··· BEREITGESTELLTES MATERIAL

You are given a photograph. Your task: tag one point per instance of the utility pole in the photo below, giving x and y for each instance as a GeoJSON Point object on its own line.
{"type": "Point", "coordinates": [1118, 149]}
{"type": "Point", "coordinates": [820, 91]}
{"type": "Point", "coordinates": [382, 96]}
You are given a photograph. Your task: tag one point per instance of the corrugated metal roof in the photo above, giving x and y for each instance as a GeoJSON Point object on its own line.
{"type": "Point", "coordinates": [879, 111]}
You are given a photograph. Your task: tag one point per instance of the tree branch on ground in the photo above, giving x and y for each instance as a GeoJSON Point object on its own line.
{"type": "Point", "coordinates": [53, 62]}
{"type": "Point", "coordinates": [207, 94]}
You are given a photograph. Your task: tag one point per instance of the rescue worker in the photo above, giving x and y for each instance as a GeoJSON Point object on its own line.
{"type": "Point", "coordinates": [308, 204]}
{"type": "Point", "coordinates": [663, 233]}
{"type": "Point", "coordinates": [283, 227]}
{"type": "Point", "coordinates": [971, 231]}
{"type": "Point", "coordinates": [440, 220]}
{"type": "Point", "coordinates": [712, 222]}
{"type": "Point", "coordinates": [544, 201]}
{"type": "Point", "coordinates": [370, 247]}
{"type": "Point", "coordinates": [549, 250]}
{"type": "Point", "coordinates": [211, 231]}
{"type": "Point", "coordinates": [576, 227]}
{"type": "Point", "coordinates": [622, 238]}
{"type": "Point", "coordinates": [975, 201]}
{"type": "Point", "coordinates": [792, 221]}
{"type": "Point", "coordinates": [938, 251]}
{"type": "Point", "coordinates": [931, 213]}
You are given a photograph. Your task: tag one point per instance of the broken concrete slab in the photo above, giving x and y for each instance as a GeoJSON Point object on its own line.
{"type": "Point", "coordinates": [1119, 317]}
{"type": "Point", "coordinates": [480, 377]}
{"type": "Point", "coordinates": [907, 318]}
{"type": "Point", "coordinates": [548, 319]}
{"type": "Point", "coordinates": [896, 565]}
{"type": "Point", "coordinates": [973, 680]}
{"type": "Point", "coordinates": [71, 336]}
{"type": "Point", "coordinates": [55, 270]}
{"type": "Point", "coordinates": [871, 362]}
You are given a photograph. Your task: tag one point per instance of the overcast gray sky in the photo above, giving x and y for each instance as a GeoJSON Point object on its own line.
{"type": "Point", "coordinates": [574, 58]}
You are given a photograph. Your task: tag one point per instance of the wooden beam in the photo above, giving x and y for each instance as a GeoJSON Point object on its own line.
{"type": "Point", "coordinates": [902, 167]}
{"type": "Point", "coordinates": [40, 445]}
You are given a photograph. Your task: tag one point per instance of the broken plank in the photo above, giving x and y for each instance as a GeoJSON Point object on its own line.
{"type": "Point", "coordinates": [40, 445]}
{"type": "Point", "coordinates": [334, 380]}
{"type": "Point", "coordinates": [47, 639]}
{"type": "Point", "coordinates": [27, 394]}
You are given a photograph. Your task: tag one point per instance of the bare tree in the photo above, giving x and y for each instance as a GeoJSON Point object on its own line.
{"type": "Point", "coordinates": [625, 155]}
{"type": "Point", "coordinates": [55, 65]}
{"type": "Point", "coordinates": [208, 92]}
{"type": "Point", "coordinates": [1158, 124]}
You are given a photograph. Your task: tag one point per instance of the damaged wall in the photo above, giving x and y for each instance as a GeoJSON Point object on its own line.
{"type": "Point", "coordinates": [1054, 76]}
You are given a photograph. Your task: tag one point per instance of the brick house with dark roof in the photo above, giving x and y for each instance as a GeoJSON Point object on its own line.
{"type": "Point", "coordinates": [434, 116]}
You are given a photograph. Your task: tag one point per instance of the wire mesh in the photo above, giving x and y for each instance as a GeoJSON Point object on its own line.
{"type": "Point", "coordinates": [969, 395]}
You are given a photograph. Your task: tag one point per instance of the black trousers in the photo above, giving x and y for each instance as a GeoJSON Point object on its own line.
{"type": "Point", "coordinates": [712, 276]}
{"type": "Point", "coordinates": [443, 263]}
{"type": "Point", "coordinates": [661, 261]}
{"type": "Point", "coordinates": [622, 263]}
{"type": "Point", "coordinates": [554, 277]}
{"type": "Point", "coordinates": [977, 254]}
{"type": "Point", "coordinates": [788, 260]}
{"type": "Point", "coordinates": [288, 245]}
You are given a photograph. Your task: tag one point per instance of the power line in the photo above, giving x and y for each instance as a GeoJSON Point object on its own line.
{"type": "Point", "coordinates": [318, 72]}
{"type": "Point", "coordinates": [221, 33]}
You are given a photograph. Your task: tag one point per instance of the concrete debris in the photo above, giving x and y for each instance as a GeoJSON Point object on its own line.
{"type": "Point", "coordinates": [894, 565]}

······

__AUFGABENSTELLUNG__. Überführe sämtliche obigen Zeilen in eine Markdown-Tabelle mit den Spalten „Nr.“ und „Inhalt“, wobei jede Zeile fortlaufend nummeriert wird. Leere Zeilen entfallen.

__VOLLSTÄNDIGE LÖSUNG__.
| Nr. | Inhalt |
|---|---|
| 1 | You are given a photograph. Your task: tag one point per instance of the utility pole in the photo below, giving x and y for each instance as a GeoJSON Point object on its own line. |
| 2 | {"type": "Point", "coordinates": [1118, 149]} |
| 3 | {"type": "Point", "coordinates": [820, 91]} |
| 4 | {"type": "Point", "coordinates": [382, 96]} |
| 5 | You are given a photograph. Your task: tag one point per instance of the corrugated metal roof in the photo above, giving x and y for each instance as a GeoJSON Point object on its own line. |
| 6 | {"type": "Point", "coordinates": [879, 111]} |
| 7 | You are given a photograph. Your task: tag one point per instance of the tree branch on ground in the photo above, giving x and y for each instance as a GeoJSON Point object on its own line. |
| 8 | {"type": "Point", "coordinates": [53, 62]} |
| 9 | {"type": "Point", "coordinates": [207, 94]} |
| 10 | You are given a photograph. Your task: tag one point per instance of the rescue worker in the photo above, giving x and y for each instance as a GeoJSON Point object on its own line. |
| 11 | {"type": "Point", "coordinates": [308, 204]} |
| 12 | {"type": "Point", "coordinates": [663, 233]} |
| 13 | {"type": "Point", "coordinates": [283, 227]} |
| 14 | {"type": "Point", "coordinates": [971, 231]} |
| 15 | {"type": "Point", "coordinates": [440, 220]} |
| 16 | {"type": "Point", "coordinates": [712, 222]} |
| 17 | {"type": "Point", "coordinates": [544, 201]} |
| 18 | {"type": "Point", "coordinates": [370, 247]} |
| 19 | {"type": "Point", "coordinates": [549, 250]} |
| 20 | {"type": "Point", "coordinates": [211, 231]} |
| 21 | {"type": "Point", "coordinates": [576, 227]} |
| 22 | {"type": "Point", "coordinates": [622, 238]} |
| 23 | {"type": "Point", "coordinates": [975, 201]} |
| 24 | {"type": "Point", "coordinates": [792, 221]} |
| 25 | {"type": "Point", "coordinates": [938, 251]} |
| 26 | {"type": "Point", "coordinates": [931, 213]} |
| 27 | You are given a photograph. Your task: tag one point per instance of the broken concrete slab in the photo above, giving x and y for each instance as a GeoJSON Point object on its own line. |
| 28 | {"type": "Point", "coordinates": [1119, 317]} |
| 29 | {"type": "Point", "coordinates": [480, 377]} |
| 30 | {"type": "Point", "coordinates": [907, 318]} |
| 31 | {"type": "Point", "coordinates": [548, 319]} |
| 32 | {"type": "Point", "coordinates": [896, 565]} |
| 33 | {"type": "Point", "coordinates": [973, 680]} |
| 34 | {"type": "Point", "coordinates": [71, 336]} |
| 35 | {"type": "Point", "coordinates": [55, 270]} |
| 36 | {"type": "Point", "coordinates": [871, 362]} |
| 37 | You are given a photograph. Your task: tag one point per instance of the overcast gray sky in the photo above, giving x and y for each instance as a GeoJSON Point object on its own line. |
| 38 | {"type": "Point", "coordinates": [574, 58]} |
| 39 | You are given a photograph. Your task: tag one point per instance of the wooden beam in the photo above, giving x and y for each instance as a GeoJSON Point object on its own line. |
| 40 | {"type": "Point", "coordinates": [902, 167]} |
| 41 | {"type": "Point", "coordinates": [40, 445]} |
| 42 | You are given a photograph. Your task: tag one point per instance of the broken plank in the photo above, giving x and y for each instance as a GeoJSON Point object on its own line. |
| 43 | {"type": "Point", "coordinates": [40, 445]} |
| 44 | {"type": "Point", "coordinates": [334, 380]} |
| 45 | {"type": "Point", "coordinates": [47, 639]} |
| 46 | {"type": "Point", "coordinates": [27, 394]} |
| 47 | You are given a photograph. Your task: tag one point per instance of the bare tree in the photo above, giving x and y for each instance as a GeoJSON Point object on its own line. |
| 48 | {"type": "Point", "coordinates": [625, 155]} |
| 49 | {"type": "Point", "coordinates": [55, 65]} |
| 50 | {"type": "Point", "coordinates": [208, 92]} |
| 51 | {"type": "Point", "coordinates": [1158, 124]} |
| 52 | You are given a photograph. Your task: tag one point per instance of the damaged wall in the photo above, giving x and y for each instance as a GeoJSON Point object on its own line. |
| 53 | {"type": "Point", "coordinates": [1054, 76]} |
| 54 | You are given a photograph. Your task: tag one point per instance of the brick house with dark roof in the photo above, giving x and y for each instance as a GeoJSON Point object on its own line. |
| 55 | {"type": "Point", "coordinates": [434, 116]} |
| 56 | You are given a photograph. Your task: tag one point per instance of the wire mesh in the photo above, giving x and y for each instance as a GeoJSON Point object on its own line. |
| 57 | {"type": "Point", "coordinates": [969, 395]} |
| 58 | You are given a photograph. Your task: tag one point per instance of the black trousers in the photo above, giving x and y for each instance as a GeoJSON Point object on its own line. |
| 59 | {"type": "Point", "coordinates": [712, 276]} |
| 60 | {"type": "Point", "coordinates": [443, 263]} |
| 61 | {"type": "Point", "coordinates": [661, 261]} |
| 62 | {"type": "Point", "coordinates": [622, 263]} |
| 63 | {"type": "Point", "coordinates": [554, 277]} |
| 64 | {"type": "Point", "coordinates": [977, 254]} |
| 65 | {"type": "Point", "coordinates": [788, 260]} |
| 66 | {"type": "Point", "coordinates": [288, 245]} |
| 67 | You are given a photograph. Your task: tag one point per instance of the power line in the photo above, giving x and y for each instance as a GeoJSON Point object on its own line. |
| 68 | {"type": "Point", "coordinates": [318, 72]} |
| 69 | {"type": "Point", "coordinates": [221, 33]} |
| 70 | You are given a photograph. Your task: tag one point per instance of the concrete debris in the photo above, giving x and y for each instance as a GeoJSON Point object on its own line. |
| 71 | {"type": "Point", "coordinates": [894, 565]} |